What to produce
Would you write out the entries below, every one of them, exactly?

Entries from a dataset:
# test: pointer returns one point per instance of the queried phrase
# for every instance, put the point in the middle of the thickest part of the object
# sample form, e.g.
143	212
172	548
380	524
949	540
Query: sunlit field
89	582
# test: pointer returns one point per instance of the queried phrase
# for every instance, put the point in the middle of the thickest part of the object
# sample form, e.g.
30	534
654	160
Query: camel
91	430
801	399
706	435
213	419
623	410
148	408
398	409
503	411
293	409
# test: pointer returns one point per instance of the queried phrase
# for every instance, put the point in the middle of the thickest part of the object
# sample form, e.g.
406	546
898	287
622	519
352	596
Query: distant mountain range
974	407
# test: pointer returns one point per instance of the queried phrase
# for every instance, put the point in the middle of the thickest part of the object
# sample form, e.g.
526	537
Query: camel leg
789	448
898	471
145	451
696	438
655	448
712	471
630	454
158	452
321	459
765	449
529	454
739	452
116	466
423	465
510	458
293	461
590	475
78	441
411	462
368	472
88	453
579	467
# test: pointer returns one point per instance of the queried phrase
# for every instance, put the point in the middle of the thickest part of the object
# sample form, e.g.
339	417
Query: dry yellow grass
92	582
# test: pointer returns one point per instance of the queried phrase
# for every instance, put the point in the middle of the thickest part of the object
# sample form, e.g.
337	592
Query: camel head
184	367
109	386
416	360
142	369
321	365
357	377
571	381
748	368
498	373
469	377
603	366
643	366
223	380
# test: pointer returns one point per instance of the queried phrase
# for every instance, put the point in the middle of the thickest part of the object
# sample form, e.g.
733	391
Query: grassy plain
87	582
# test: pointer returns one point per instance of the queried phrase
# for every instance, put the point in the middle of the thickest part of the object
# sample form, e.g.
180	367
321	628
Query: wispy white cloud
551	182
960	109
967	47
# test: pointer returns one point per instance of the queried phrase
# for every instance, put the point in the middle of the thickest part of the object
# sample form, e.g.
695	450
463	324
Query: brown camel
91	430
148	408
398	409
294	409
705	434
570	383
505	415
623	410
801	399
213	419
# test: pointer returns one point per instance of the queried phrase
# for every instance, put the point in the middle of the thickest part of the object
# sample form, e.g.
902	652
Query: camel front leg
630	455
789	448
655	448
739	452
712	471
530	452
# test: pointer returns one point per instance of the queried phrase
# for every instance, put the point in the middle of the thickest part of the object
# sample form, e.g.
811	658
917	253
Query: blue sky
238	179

Complete output
# test: pointer returns one point per instance of the queried phrase
# for every instance, put the point in the middle of the thickest part of the object
# sample form, e.g.
143	212
172	548
380	524
949	540
Query: sunlit field
89	582
# test: pointer returns one point per instance of the queried phrase
# for every instance, put the point in the middle of the thickest part of the object
# sample form, e.g.
30	534
654	160
Query: camel
91	430
801	399
706	435
213	419
623	410
148	408
398	409
503	411
293	409
# test: pointer returns one point per instance of the queried phrase
# for every instance, put the point in the middle of the thickest part of the object
# sample form, e.g.
406	546
898	287
622	519
352	596
Query: distant mountain range
974	407
# test: pointer returns one point per instance of the queried phrase
# for every instance, put the point in the middle of the thickest part of the object
# sample form, e.g.
526	537
Query: camel leg
789	448
898	471
145	451
696	438
655	448
712	471
630	454
158	452
321	459
765	449
529	454
739	452
116	466
423	465
510	458
293	461
590	475
78	441
411	462
368	472
88	453
579	467
# test: pointer returns one point per instance of the queried phrase
# for every instance, put the point in the middle of the thickest part of the object
# sample form, e.g.
339	417
Query: dry yellow grass
92	582
# test: pointer returns one point per instance of the queried phrase
# for every instance, put the point in the middle of the thickest part of the object
# sample form, e.g.
337	592
Query: camel head
184	367
109	386
416	360
142	369
321	365
357	377
571	381
748	368
498	373
469	377
603	366
643	366
223	380
# test: pointer returns one point per instance of the queried phrase
# for every instance, put the point in the middle of the thickest part of the object
# sample form, e.g.
733	391
Query: grassy plain
87	582
# test: pointer returns one point per instance of the queried phrase
# for every instance, put the point in the middle of the thickest part of the object
# sample form, e.g.
180	367
321	628
Query: wispy white cloud
551	182
960	109
967	47
# test: pointer returns one point per instance of the queried phrase
# for every instance, put the point in the middle of the thickest part of the object
# sample form, e.g.
695	450
463	324
Query: brown camel
91	430
148	408
398	409
294	409
705	434
570	383
505	415
623	410
801	399
213	419
# test: pointer returns one point per instance of the queried phrase
# for every instance, put the point in the middle of the thickest part of the object
# sample form, e.g.
902	652
Query: camel front leg
630	455
789	448
655	448
739	452
712	471
530	452
# test: pointer returns one point per instance of the queried phrase
# for every instance, put the point in the middle of the thickest part of the object
# sample form, e.g.
811	658
917	253
Query: blue sky
238	179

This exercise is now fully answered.